# Goal of the exercise
Set down exactly, from the records below, the line with "Target: white cloud" through the line with "Target: blurred yellow flower", and nothing else.

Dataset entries
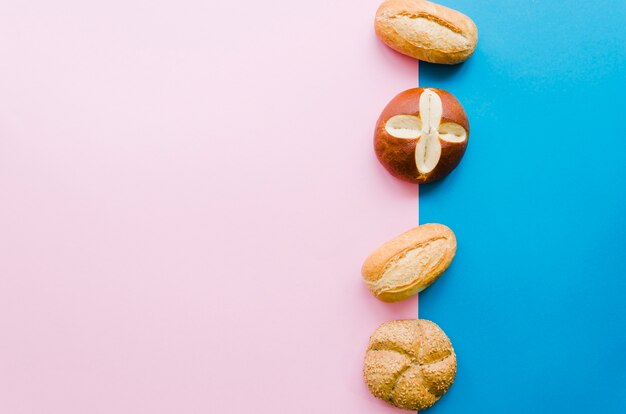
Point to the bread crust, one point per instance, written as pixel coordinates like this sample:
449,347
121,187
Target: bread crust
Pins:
388,273
409,364
443,35
397,155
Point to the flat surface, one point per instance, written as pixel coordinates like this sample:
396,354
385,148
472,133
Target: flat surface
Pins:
188,192
534,301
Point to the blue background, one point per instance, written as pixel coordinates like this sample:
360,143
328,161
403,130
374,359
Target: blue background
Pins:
535,301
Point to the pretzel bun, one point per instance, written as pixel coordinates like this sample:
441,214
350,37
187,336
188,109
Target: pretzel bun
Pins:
410,262
421,135
409,364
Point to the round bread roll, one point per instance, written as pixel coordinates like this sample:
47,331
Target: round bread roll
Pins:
421,135
410,262
409,363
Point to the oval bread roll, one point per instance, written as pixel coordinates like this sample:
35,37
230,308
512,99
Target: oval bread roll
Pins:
410,262
410,363
426,31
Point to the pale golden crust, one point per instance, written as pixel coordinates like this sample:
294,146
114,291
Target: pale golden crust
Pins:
398,155
437,247
409,363
426,31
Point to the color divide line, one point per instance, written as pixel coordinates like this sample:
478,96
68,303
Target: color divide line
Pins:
417,311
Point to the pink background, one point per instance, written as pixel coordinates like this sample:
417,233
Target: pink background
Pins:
188,192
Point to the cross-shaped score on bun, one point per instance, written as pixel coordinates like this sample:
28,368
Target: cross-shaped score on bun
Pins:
421,135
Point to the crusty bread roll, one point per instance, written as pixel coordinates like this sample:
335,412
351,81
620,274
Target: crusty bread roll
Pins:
426,31
421,135
409,363
410,262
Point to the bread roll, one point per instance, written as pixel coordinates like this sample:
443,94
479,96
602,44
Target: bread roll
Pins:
409,363
426,31
410,262
421,135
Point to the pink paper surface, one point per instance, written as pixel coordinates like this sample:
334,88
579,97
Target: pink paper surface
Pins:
188,192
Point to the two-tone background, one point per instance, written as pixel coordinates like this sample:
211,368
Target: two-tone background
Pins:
189,189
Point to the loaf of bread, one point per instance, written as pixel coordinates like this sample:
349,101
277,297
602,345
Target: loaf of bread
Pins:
410,262
409,363
426,31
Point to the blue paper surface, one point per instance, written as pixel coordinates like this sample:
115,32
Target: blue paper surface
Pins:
535,300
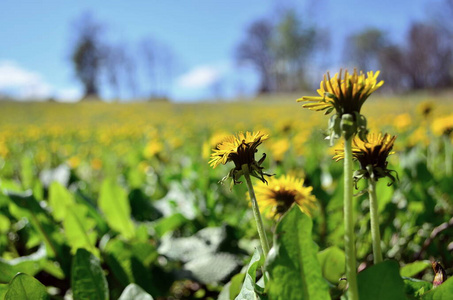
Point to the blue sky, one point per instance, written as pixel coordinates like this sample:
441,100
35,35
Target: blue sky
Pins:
36,36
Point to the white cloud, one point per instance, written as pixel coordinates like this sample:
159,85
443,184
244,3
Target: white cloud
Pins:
200,77
69,95
21,83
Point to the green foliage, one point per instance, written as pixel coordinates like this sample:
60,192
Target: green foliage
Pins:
381,281
294,270
332,261
134,292
444,291
414,268
114,204
26,287
87,279
250,289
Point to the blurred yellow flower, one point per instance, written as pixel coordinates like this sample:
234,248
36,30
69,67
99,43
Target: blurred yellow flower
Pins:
96,163
344,92
279,148
402,121
371,154
152,148
443,125
276,197
240,149
73,162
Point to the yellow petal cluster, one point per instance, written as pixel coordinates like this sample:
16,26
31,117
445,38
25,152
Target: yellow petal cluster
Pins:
276,197
345,92
229,146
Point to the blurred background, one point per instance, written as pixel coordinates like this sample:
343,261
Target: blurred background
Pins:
201,49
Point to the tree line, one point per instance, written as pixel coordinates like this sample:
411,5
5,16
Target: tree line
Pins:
284,50
100,63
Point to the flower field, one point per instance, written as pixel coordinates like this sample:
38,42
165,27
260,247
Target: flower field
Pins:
123,194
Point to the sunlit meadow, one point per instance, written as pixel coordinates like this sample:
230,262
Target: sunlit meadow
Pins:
131,184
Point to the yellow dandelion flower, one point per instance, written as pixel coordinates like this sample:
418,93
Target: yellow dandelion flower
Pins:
442,125
344,92
372,156
240,149
402,121
73,162
277,197
279,148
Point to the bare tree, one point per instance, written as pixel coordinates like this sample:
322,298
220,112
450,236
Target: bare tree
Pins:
363,48
255,49
160,64
428,57
293,43
120,71
88,54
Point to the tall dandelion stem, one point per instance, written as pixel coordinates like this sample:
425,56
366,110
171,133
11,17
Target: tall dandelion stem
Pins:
374,220
448,156
349,222
256,211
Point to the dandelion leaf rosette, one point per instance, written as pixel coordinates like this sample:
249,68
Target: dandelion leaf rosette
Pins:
294,270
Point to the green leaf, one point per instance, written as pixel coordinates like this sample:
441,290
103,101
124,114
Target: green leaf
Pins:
381,281
212,268
114,204
333,263
30,265
295,272
87,279
59,200
443,291
232,288
249,287
134,292
168,224
414,288
25,287
414,268
79,229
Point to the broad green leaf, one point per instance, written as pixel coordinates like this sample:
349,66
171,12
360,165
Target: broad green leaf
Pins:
414,288
59,200
232,288
27,176
87,279
332,261
249,287
25,205
79,229
134,292
414,268
212,268
30,265
294,270
114,204
442,292
5,223
26,287
170,223
381,281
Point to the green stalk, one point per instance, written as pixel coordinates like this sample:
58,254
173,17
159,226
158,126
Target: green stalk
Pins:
256,211
349,238
374,217
448,155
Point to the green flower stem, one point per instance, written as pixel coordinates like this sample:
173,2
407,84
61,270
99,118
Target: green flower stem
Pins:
349,237
448,156
256,211
375,235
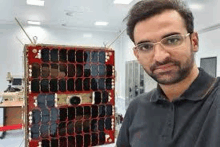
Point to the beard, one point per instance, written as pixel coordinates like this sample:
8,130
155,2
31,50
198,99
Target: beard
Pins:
172,77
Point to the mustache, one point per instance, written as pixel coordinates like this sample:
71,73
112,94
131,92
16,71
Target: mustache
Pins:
164,62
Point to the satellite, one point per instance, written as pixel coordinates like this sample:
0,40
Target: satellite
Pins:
69,96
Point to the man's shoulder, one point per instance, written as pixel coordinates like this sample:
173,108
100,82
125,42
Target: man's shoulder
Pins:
144,98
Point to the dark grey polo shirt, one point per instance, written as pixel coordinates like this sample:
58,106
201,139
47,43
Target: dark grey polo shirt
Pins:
192,120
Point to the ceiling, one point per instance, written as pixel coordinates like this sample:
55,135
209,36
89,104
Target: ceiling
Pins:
82,14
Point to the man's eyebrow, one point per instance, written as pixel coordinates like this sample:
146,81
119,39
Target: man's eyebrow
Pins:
166,35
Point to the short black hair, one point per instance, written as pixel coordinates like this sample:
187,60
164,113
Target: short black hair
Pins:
147,8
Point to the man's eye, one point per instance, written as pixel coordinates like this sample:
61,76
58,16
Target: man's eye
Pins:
172,41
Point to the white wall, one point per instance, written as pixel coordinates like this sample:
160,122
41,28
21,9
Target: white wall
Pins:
209,46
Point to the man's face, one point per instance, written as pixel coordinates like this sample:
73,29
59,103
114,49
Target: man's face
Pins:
166,66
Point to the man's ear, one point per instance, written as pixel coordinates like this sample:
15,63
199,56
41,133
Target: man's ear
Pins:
136,53
195,41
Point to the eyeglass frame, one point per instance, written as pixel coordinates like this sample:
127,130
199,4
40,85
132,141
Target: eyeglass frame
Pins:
159,42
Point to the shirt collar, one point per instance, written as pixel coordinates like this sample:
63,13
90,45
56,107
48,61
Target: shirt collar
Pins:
200,87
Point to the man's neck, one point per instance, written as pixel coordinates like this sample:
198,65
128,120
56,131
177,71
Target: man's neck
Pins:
176,90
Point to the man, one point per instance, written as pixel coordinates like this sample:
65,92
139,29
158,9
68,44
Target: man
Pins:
184,109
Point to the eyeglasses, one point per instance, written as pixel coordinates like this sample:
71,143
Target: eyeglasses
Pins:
169,42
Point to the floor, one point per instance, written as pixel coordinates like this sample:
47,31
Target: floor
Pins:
16,139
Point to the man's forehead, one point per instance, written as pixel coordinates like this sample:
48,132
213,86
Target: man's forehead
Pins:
160,25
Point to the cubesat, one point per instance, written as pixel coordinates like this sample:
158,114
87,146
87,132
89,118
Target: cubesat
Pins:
70,96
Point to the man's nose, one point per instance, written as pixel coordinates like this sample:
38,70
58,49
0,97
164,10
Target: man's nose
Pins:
160,53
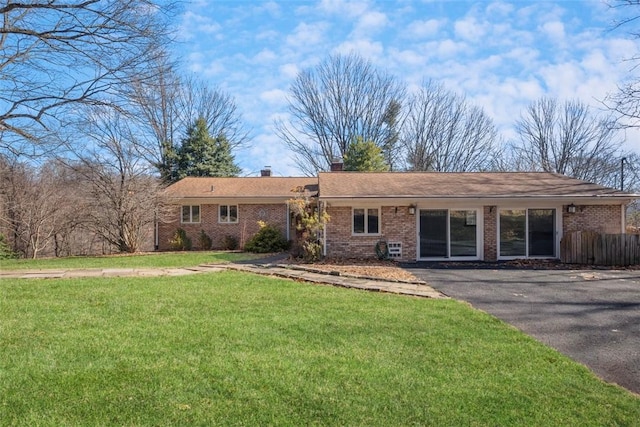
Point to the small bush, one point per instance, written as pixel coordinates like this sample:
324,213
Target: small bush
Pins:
180,241
267,239
204,241
311,251
229,243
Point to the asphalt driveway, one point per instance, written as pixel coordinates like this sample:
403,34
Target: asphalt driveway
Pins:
593,316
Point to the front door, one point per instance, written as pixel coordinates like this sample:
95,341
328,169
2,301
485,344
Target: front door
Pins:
433,233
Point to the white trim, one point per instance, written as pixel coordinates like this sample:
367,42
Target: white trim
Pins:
191,221
229,214
479,234
366,221
557,233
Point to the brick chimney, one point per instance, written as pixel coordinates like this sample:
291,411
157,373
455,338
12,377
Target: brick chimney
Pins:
266,171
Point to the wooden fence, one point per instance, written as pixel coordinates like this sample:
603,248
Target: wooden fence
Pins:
588,247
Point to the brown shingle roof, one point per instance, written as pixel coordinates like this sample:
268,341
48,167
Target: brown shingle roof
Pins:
250,187
458,185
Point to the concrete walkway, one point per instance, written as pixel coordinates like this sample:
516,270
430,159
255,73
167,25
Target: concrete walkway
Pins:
300,273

# Reply
Target: white cloud
Pins:
200,77
69,95
21,83
Point to the green foliage, one point per instance, written as pixel coordinates like this sample:
60,192
Target: green foliage
Pins:
381,281
294,270
332,261
134,292
444,291
414,268
114,204
26,287
87,279
250,289
Point to the blurred yellow flower, one point per instance, written as pixel coordinates like this sample:
234,248
36,30
69,67
99,43
Target: blurred yellow flower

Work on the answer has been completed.